Start of Records shown

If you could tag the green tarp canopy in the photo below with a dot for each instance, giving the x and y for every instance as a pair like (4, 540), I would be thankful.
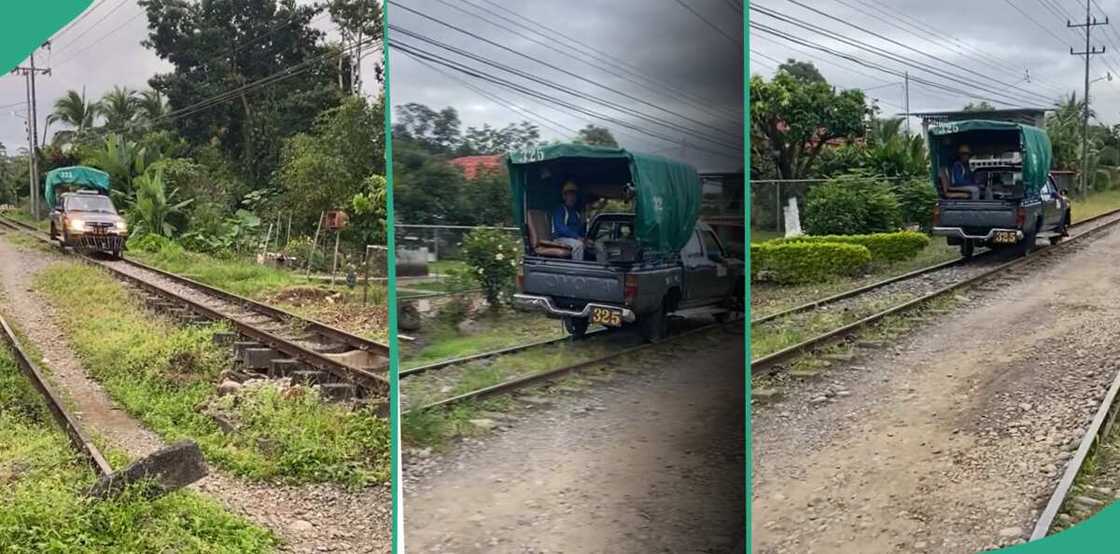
(74, 177)
(1033, 144)
(666, 193)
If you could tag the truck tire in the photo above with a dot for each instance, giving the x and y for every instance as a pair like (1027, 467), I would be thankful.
(654, 326)
(968, 247)
(576, 327)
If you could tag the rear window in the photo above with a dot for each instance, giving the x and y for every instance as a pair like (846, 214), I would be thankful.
(91, 203)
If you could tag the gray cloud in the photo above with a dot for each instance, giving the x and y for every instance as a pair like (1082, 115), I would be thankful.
(656, 37)
(994, 39)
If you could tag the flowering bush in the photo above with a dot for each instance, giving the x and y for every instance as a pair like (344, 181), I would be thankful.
(493, 256)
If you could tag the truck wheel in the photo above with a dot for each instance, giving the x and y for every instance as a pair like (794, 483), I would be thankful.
(968, 247)
(654, 326)
(576, 327)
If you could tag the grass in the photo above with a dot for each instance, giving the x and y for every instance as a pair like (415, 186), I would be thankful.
(1094, 204)
(440, 339)
(771, 298)
(162, 374)
(44, 509)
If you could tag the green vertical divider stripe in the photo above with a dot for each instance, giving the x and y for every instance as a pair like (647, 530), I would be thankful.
(746, 273)
(25, 26)
(394, 347)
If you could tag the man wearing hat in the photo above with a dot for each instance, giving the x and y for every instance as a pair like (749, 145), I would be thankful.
(568, 224)
(961, 174)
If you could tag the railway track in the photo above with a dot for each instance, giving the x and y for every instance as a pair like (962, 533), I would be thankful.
(524, 381)
(934, 282)
(273, 340)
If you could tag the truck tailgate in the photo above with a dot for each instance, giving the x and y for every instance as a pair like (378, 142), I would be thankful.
(983, 214)
(561, 279)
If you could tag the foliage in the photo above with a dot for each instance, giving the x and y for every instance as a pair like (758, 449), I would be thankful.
(916, 200)
(792, 120)
(159, 373)
(155, 205)
(596, 137)
(493, 255)
(327, 167)
(850, 205)
(883, 246)
(804, 261)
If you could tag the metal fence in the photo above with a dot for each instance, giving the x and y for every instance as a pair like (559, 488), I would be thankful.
(418, 246)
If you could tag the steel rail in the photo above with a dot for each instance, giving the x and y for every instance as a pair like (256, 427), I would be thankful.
(765, 364)
(528, 379)
(855, 292)
(364, 378)
(491, 354)
(77, 438)
(1100, 428)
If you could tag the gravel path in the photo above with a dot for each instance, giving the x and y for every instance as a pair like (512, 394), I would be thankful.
(952, 438)
(649, 460)
(308, 518)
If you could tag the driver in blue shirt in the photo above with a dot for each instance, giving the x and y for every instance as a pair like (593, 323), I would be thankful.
(568, 224)
(960, 176)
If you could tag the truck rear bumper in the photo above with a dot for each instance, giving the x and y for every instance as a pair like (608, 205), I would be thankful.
(959, 233)
(534, 302)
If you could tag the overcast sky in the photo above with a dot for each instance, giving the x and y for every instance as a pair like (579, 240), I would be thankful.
(682, 75)
(998, 43)
(101, 50)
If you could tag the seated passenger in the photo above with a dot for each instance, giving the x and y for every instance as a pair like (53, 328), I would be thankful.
(568, 224)
(961, 174)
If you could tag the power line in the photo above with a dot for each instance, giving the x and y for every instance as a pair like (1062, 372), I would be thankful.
(709, 24)
(397, 45)
(588, 50)
(552, 66)
(699, 104)
(902, 45)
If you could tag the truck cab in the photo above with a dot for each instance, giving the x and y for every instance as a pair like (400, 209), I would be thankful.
(640, 265)
(994, 186)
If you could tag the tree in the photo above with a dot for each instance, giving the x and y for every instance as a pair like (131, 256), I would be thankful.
(74, 111)
(597, 137)
(438, 132)
(804, 72)
(119, 106)
(982, 106)
(792, 121)
(231, 47)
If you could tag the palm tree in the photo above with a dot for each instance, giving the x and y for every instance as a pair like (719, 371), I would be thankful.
(120, 108)
(151, 105)
(73, 110)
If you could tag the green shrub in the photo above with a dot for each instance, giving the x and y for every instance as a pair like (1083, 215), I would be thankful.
(916, 199)
(851, 205)
(883, 246)
(806, 261)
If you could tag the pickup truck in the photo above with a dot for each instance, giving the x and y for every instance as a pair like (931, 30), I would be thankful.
(1015, 200)
(628, 278)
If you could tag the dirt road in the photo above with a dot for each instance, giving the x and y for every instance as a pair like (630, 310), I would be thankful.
(953, 438)
(649, 462)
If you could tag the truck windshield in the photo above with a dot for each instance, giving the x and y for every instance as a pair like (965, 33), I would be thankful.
(99, 204)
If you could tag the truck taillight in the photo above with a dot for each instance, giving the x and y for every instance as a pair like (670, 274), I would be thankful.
(630, 288)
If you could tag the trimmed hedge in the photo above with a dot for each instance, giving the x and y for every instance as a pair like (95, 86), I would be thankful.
(883, 246)
(806, 261)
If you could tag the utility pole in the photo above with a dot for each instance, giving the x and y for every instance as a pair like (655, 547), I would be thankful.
(906, 86)
(33, 125)
(1090, 50)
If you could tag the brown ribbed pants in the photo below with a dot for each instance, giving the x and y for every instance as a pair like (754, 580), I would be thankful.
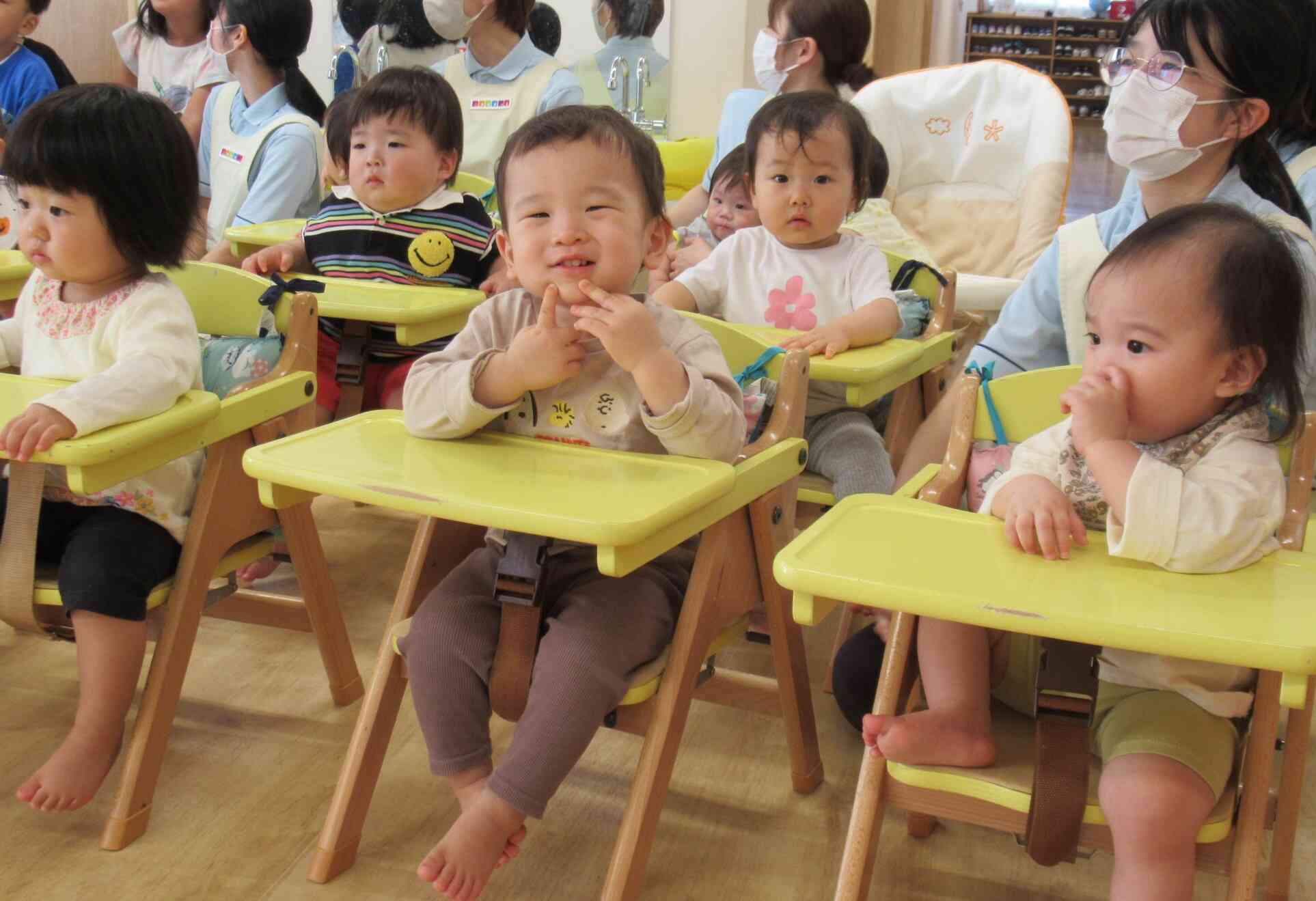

End of Records shown

Problem requirements
Rewrite all of the material above as a numbered list with one line per item, skipping blank lines and leaving out the pictures.

Result below
1. If you could tag the green tarp canopy in the photo below with a dot for each instance, giving the x and y for every instance as a pair like (4, 540), I would be thankful.
2. (74, 177)
3. (1033, 144)
4. (666, 193)
5. If you could tag the truck tire in the photo above with a dot for each instance, giving the x and y for every instance as a pair like (1027, 467), I would be thankful.
6. (654, 326)
7. (968, 247)
8. (576, 327)
9. If you could tag the rear window in the photo above with a dot for each instance, giving the x and y for every instance as a pair like (846, 214), I would be thankful.
10. (91, 203)
11. If you could tag the gray cloud in the photo above with a dot for each instance, giving the x and y for every instance as a pair like (1082, 115), I would be thankful.
12. (656, 37)
13. (994, 39)
14. If you could tag the flowering bush in the photo above with a dot for each instance, giving the x and y for every instance as a pair like (344, 181), I would be thankful.
15. (493, 256)
16. If you could tag the truck wheel in the photo above with a dot for each instance, giving the x and y for every instance as a pair like (794, 483), I would be thankful.
17. (968, 247)
18. (654, 326)
19. (576, 327)
20. If you could tag the grass in the photo above with a dot for each instance, giving the x and y for every instance as a pair like (415, 186), I would be thankful.
21. (1094, 204)
22. (440, 339)
23. (771, 298)
24. (162, 374)
25. (44, 509)
26. If you could tag the green vertical divider stripe in the photo above with a dot for each instance, giving the x and y for every instance as a pair like (647, 530), I would be thankful.
27. (746, 273)
28. (25, 26)
29. (394, 347)
30. If you could tag the man wearing hat in the photo above with a dot for each instance, giving the x and y for every instance as a pair like (749, 145), I would be thankful.
31. (568, 224)
32. (961, 174)
33. If you could tag the railway track in the photo above with a dot for each instance, giving the x and y for every instance as a pair like (962, 533), I would be thankful.
34. (524, 381)
35. (934, 282)
36. (273, 340)
37. If you could tag the truck tailgate in the photo above with a dot for each instance, giving the x and y for every instance as a pair like (378, 142), I would be thankful.
38. (983, 214)
39. (561, 279)
40. If you could tag the foliage in the photo above with a dot for each instance, giving the x and y for every instance as a pair like (758, 449), I would be thankful.
41. (916, 200)
42. (792, 120)
43. (159, 373)
44. (155, 205)
45. (596, 137)
46. (493, 255)
47. (327, 167)
48. (850, 205)
49. (883, 246)
50. (804, 261)
51. If you could tag the metal fence in the photo above with a dot for each instance, giving the x and y for every instance as a pair like (559, 488), I would be thankful.
52. (418, 246)
53. If you could tag the steel rail in the photo above with a dot for each instance, giving the x and y for every instance as a pair like (256, 427), I would be thankful.
54. (765, 364)
55. (528, 379)
56. (855, 292)
57. (364, 378)
58. (491, 354)
59. (77, 438)
60. (1100, 428)
61. If you could tag the gravel path in the photo above with a dot for each instance, giving the x and y for every instance as a pair like (512, 394), I would be thankful.
62. (952, 438)
63. (649, 460)
64. (308, 518)
65. If you could tag the driver in blue shirt in the photo above with a dot for each instance, giving the x and y for every instance as a pair like (593, 323), I would be thankful.
66. (568, 224)
67. (960, 176)
68. If you could tag the truck rear bumper in the photo above with a dot for each instance, giving the x and y for every instance as a pair like (608, 205), I would be thankful.
69. (959, 233)
70. (534, 302)
71. If you could tag the overcast sky in the photo above with a dot for each instance, giving the x and y for every instance as a pair like (579, 240), I would be thankful.
72. (682, 75)
73. (998, 43)
74. (101, 50)
75. If you could tag the seated passenger in the photo above with a dot for each instance, giving the x and y for every instance as a pair like (53, 328), I would be thankful.
76. (568, 224)
77. (961, 174)
78. If you could tag the power line in the photo above with a dot for each instance, giving the x and y for every instance as a pair like (1062, 372), I would be thankful.
79. (709, 24)
80. (397, 45)
81. (588, 50)
82. (552, 66)
83. (699, 104)
84. (902, 45)
85. If you could tag the truck cab in the photo above with a dot for each instance, giving the x and y for every instance as a pair like (400, 209), I would be thankful.
86. (640, 265)
87. (994, 186)
88. If you could tag the tree in the photo above with a dot for each instance, giving the x and y for every instance as a pair like (131, 256), I would be thankful.
89. (74, 111)
90. (597, 137)
91. (438, 132)
92. (804, 72)
93. (119, 106)
94. (982, 106)
95. (792, 121)
96. (231, 47)
97. If you could tag the palm tree in the photo above with a dot for each instance, giving the x and y for every instance as a pair like (719, 371), I would be thankful.
98. (120, 108)
99. (151, 105)
100. (73, 110)
101. If you could tag the green shrub in the photo above with a dot for each instance, giving the x and y for every instance as a pair like (1083, 215), I would be thankful.
102. (916, 199)
103. (851, 205)
104. (883, 246)
105. (806, 261)
106. If you could tag the pickup truck in the photo above with a dot for each instance, giving the x and y for every instance as a pair like (931, 30), I would be thankful.
107. (1015, 200)
108. (628, 278)
109. If you could tag the dirt road in the photo above with a dot for each instance, giving the x and y for every instance as a pair like (630, 310), I would be thankful.
110. (953, 438)
111. (649, 462)
112. If you could tag the truck windshield in the photo above with a dot for each instance, giving the x and y for every instance as a pair like (965, 33), I would be thankful.
113. (99, 204)
114. If you could tag the truck taillight in the photo above with a dot for each instance, giving the x and y for every instance as a pair like (670, 274), I would be thankful.
115. (630, 288)
116. If you could tag the trimmed hedge in the photo above with a dot for each instance, giving the x and y for every instance as a pair like (95, 86), I would be thankful.
117. (883, 246)
118. (806, 261)
119. If you could tag the utility pole in the photo above with a dot for each instance, giving the x and y for every instance as a pair like (655, 547), I would be thankful.
120. (906, 86)
121. (33, 125)
122. (1090, 50)
123. If you could tag the brown ribbed pants in the photo below with a dot for each instance, giving the x and y for every instance as a pair like (754, 580), I would be thankful.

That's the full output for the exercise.